Confucianism: A Religion for the Future

by Dr. Robert D. Crane

Confucianism is known as a philosophy of life, which means that it is more than a philosophy.  Islam is similar, because Islam is a din (pronounced deen), that is, a combination of both faith and action.

Confucianism originated during a period of warring feudal lords in China during the fifth century B.C. as a movement to bring compassionate justice in personal, political, social, and economic life. 

The two basic teachings were encapsuled in the terms li and jen (pronounced ren).  Li is the natural law of the universe, known in Islam as the Sunnat Allah or “way of God in the world, or, as Confucius put it, “when Tao or heaven’s way is done”.  Jen is human-heartedness, especially as developed by the principal Confucian disciple, Mencius, who emphasized that human nature is basically good.  This is one of the principal teachings of Islam, known as infaq, which is the inclination and desire to give rather than to take in life. 

While li teaches the maintenance of balanced order through restraint by external rules, jen deals with the inner person, similar to the balance of their equivalents in Islamic Sufism.

In Confucianism, as in Islam, the role of knowledge and education are the key to fulfilling one’s purpose in life and to the practice of compassionate justice in society.  This, in turn, is based on respect for the wisdom of the past, which each generation has a responsibility to revive and maintain in the present in order to build a better future.

In secular cultures Confucianism is welcomed as an ethical philosophy useful in maintaining the existing status quo against chaos, but the original conception by Confucius required both personal and institutional change based on the opening chapter of the foundational Confucian text, The Great Learning.  The key to “harmony and peace”, which today might be rephrased as “peace, prosperity, and freedom through compassionate justice”, is found in the following simple statement in the opening chapter:

When true knowledge is achieved, then the will becomes sincere; when the heart is set right, then the personal life is cultivated; when the personal life is cultivated, then the family life is regulated; when the family life is regulated, then the national life is orderly; and when the national life is orderly, then there is peace in the world.  From the emperor down to the common men, all must regard the personal life as the root or foundation.

- EXERCISE TASKS:
(1) In the essay on Confucianism, why does the author say Islam is similar to Confucianism?
(2) From the essay on Confucianism, could you rewrite the passage that begins with "by Dr. Robert" and ends with "and economic life.", switching "feudal lords" to "rival kings"?

- GIVEN INFORMATION:
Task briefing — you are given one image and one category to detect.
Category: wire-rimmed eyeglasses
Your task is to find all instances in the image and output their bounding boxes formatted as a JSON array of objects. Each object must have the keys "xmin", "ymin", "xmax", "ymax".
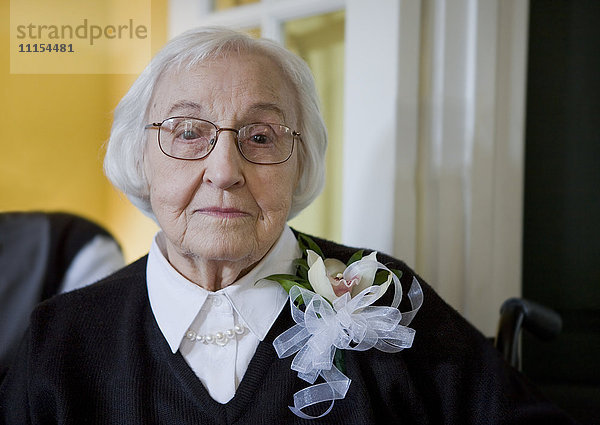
[{"xmin": 144, "ymin": 117, "xmax": 300, "ymax": 164}]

- SOLUTIONS IN ORDER:
(1) Confucianism is a philosophy of life, so it is more than a philosophy. Islam is similar because it is a din, a combination of both faith and action.

(2)
by Dr. Robert D. Crane

Confucianism is known as a philosophy of life, which means that it is more than a philosophy.  Islam is similar, because Islam is a din (pronounced deen), that is, a combination of both faith and action.

Confucianism originated during a period of warring rival kings in China during the fifth century B.C. as a movement to bring compassionate justice in personal, political, social, and economic life.